**To be done**
Copy out the data below line for line, changing nothing.

-- BEGIN Excerpted records --

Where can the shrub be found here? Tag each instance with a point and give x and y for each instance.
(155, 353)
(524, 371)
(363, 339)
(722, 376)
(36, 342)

-- END Excerpted records --

**Answer**
Where can the shrub be found here? Tag each instance with a point and give x and y for each instance.
(155, 353)
(524, 371)
(363, 339)
(722, 376)
(36, 342)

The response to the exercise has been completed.